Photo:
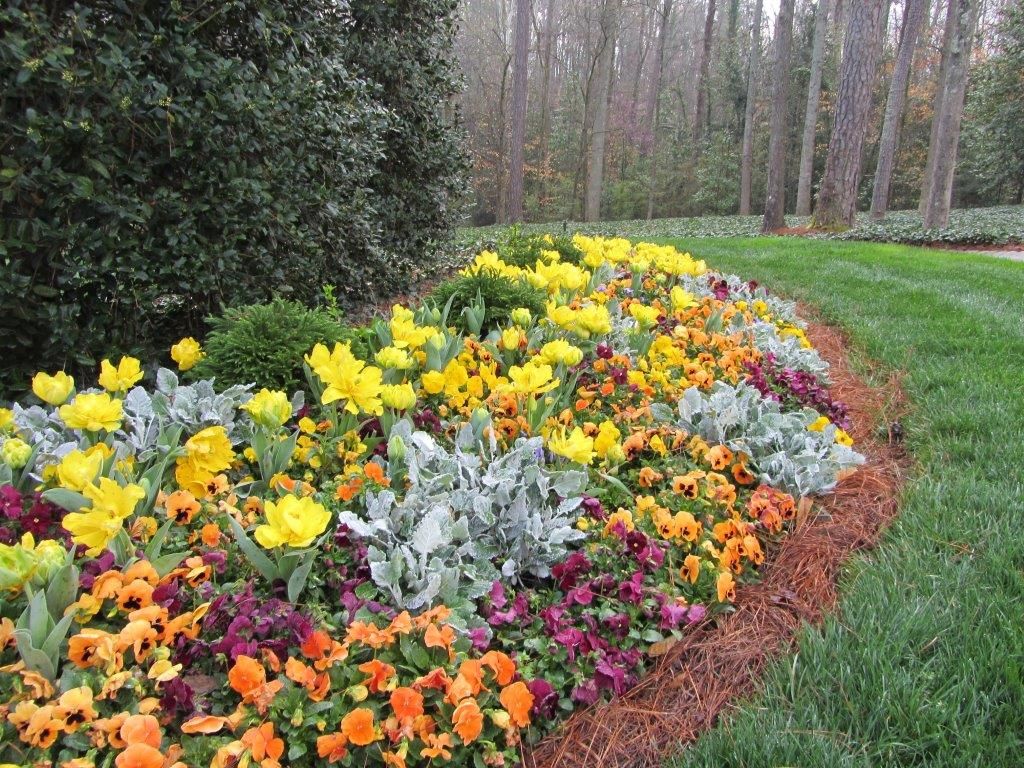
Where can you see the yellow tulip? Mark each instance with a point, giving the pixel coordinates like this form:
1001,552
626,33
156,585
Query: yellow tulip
121,378
52,389
92,413
186,353
293,522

#####

• _THE PROBLEM_
Rewrite the records above as a Markdown table with two columns, No. and Line, giving each nonblank line its own numbered row. Leave the pictures out.

• _FINISHED EXERCISE_
| No. | Line |
|---|---|
| 1 | Photo: |
| 2 | Where can you see the yellow tulip? Mark each instance with a point, giving the pixel coordinates like this form: |
| 3 | 1001,552 |
| 4 | 626,33 |
| 5 | 156,585 |
| 6 | Query: yellow tulip |
| 7 | 121,378 |
| 8 | 52,389 |
| 9 | 92,413 |
| 10 | 186,353 |
| 11 | 293,522 |